[Dataset records Boundary: Start]

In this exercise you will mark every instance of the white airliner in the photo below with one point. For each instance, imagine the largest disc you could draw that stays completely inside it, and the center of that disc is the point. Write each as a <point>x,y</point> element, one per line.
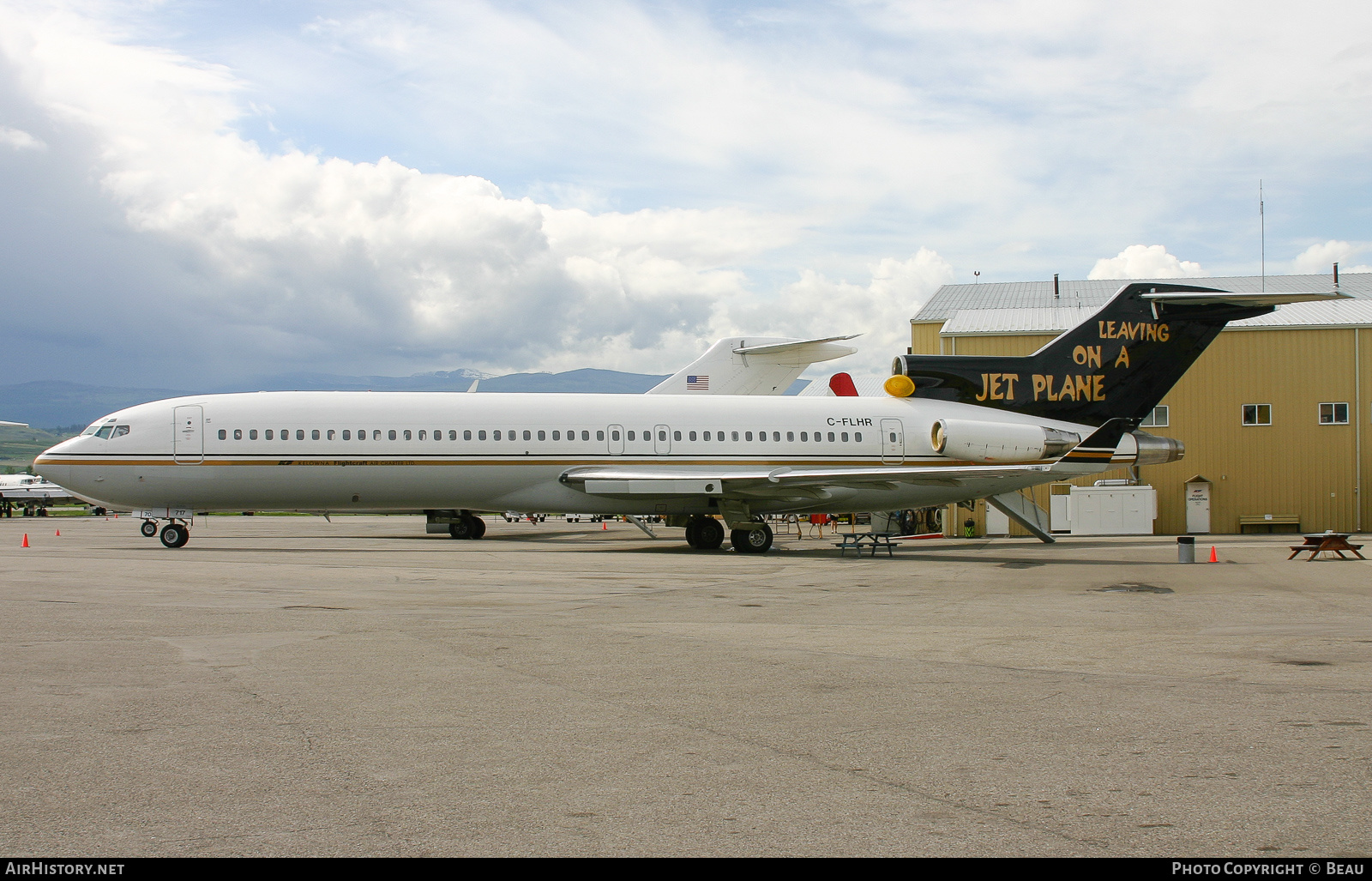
<point>953,428</point>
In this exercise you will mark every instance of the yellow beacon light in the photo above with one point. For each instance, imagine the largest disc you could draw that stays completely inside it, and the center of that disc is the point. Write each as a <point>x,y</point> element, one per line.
<point>899,386</point>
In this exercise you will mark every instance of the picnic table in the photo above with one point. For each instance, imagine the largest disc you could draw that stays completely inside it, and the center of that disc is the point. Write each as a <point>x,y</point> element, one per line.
<point>1338,542</point>
<point>857,541</point>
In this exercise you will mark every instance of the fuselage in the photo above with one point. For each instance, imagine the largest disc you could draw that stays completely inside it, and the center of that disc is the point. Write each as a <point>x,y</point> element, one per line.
<point>340,452</point>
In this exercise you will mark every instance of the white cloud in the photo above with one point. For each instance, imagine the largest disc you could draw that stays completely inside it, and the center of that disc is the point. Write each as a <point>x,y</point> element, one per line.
<point>17,139</point>
<point>1321,258</point>
<point>1145,261</point>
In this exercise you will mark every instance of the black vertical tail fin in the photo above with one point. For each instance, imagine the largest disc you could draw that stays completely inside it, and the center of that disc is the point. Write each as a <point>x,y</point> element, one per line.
<point>1117,364</point>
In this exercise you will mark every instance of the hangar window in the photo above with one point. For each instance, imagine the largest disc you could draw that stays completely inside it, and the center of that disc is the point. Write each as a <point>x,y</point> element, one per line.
<point>1156,419</point>
<point>1257,413</point>
<point>1334,413</point>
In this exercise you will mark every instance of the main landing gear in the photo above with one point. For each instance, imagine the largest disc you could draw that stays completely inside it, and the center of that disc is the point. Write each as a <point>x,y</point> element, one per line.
<point>175,534</point>
<point>466,526</point>
<point>704,533</point>
<point>756,540</point>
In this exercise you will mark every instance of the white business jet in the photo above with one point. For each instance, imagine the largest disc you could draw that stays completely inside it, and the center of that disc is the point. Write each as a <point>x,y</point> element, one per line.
<point>950,428</point>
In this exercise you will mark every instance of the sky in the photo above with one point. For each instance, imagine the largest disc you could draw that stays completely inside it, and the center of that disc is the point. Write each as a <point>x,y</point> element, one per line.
<point>196,194</point>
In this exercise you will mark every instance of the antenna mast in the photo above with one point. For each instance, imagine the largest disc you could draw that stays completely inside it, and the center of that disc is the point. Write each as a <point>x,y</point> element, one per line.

[Dataset records Boundary: End]

**How to complete this task**
Write every record out again exactly, omitting the pictures they hold.

**Task result**
In this exercise you will mark every instance of the white airliner in the photo below with one point. For each instance, imagine the largest disc you could draw that stays completely inside it, and the center of that disc is the point. Write each as a <point>x,y</point> element, one per line.
<point>953,428</point>
In this exercise you will mark every instance of the yellow beacon light in the photo above with one point. For each instance, imagine the largest disc you could draw that stays completely inside it, and the center of that disc is the point. Write each as a <point>x,y</point> element, one per line.
<point>899,386</point>
In this exercise you will mark every instance of the picnic table in the photo above with one point. For each instance, imagine the largest disc you could draw that stays completely inside it, and the center of that disc is the point. Write each as a <point>x,y</point> element, one per line.
<point>1338,542</point>
<point>857,541</point>
In this exercise you will mark every instance of the fuselage in the photo above with one point. For each instance, imagine the largest disc you could draw that stays completely inside it, and the center of that disc is the point. Write each as a <point>x,y</point> element, one per line.
<point>340,452</point>
In this exercise you will mark every instance of the white cloud in the photo above with one point. For each instance, imagine the largest disc you could draw that stays completely inside it, and the center of that disc is the point. Write each as a <point>x,y</point> element, one per line.
<point>17,139</point>
<point>1321,258</point>
<point>1145,261</point>
In this exercise you will mark every instance of the black vertical tail fin in the photo above with one point. For each instance, imagine the largest disc you could draw that stays completely inside it, and the center of that disc is the point. Write each as a <point>x,y</point> element, one per line.
<point>1117,364</point>
In this exercise you will mark every instance of the hangar window in the photo above with one point. For each instance, imagine the largest disc you could draw that stays completely inside it, and the center of that disc is the point. Write each as a <point>x,y</point> element, one per line.
<point>1156,419</point>
<point>1257,413</point>
<point>1334,413</point>
In this exercise you will mark every instance of the main landing gear in the photo above with one point. For each instance, imagine the largest disc you could draw that stays completely inside it, and the center of that disc is the point. Write each as a <point>x,y</point> element, one per line.
<point>175,534</point>
<point>466,526</point>
<point>704,533</point>
<point>756,540</point>
In this exercise you will mark every instance of the white business jet in the photo above with one point. For each instance, imagine the largest disc you could draw that stays completely inside it, and the center of that disc is the point. Write each as a <point>x,y</point> element, one per line.
<point>950,428</point>
In this exercise you will mark every instance of the sky in the photo above with one point. For each instance, imagine the largest disc you could draw that stays completely inside it, and the center of that disc is the point. Write each as a <point>x,y</point> element, one per line.
<point>196,194</point>
In this exercise you will mark every instance of the antenna mast in the photo above with one point. For each instance, imagine the largest disc you could draw that stays completely inside it, and the center of that disc is the point. Write each as a <point>x,y</point> element, one per line.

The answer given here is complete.